■ Extracted data:
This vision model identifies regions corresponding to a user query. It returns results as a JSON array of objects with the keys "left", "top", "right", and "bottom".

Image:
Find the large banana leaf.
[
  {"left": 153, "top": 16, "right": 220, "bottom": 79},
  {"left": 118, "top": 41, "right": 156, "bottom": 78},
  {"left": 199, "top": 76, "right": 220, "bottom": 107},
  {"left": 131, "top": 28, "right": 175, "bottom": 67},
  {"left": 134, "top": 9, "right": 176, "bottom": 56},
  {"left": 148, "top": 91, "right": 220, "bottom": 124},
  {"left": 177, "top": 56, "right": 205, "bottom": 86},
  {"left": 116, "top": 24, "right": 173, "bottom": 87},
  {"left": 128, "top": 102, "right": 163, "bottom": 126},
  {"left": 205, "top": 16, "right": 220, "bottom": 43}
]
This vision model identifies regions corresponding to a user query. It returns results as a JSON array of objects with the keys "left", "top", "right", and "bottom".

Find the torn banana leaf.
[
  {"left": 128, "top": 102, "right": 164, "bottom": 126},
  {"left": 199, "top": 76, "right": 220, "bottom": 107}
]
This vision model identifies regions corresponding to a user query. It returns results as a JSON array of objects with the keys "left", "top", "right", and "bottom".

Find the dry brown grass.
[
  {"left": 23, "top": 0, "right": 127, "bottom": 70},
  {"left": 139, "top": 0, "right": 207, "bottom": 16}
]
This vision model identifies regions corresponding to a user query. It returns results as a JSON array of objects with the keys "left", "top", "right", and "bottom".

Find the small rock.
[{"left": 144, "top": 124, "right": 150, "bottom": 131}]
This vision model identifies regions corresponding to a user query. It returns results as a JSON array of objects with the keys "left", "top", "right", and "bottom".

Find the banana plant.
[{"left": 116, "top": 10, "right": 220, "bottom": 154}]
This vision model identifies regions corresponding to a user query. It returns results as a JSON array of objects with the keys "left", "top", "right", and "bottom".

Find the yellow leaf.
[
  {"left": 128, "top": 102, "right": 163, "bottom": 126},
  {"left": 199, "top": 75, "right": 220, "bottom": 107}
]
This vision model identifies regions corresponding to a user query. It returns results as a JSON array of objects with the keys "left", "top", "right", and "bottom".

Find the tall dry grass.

...

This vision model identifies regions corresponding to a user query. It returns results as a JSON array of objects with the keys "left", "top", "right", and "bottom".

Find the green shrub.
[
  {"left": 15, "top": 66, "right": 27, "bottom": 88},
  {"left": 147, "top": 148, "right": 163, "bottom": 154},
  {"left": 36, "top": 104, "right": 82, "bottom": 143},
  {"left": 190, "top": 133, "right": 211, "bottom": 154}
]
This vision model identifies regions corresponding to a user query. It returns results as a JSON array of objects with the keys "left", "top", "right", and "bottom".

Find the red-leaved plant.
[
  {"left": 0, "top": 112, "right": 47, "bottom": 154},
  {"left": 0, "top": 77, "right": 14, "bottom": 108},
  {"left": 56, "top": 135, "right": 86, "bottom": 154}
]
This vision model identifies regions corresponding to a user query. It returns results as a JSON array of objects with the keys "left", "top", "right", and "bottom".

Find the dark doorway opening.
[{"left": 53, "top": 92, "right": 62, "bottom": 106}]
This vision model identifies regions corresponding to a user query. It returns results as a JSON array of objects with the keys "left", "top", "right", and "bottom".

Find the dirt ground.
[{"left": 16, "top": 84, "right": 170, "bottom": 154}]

■ Problem to solve: Gather every line in the data above that contains the word "banana", and copy each one unchanged.

■ Answer to the problem:
Find the large banana leaf.
Find the torn banana leaf.
Find the banana plant.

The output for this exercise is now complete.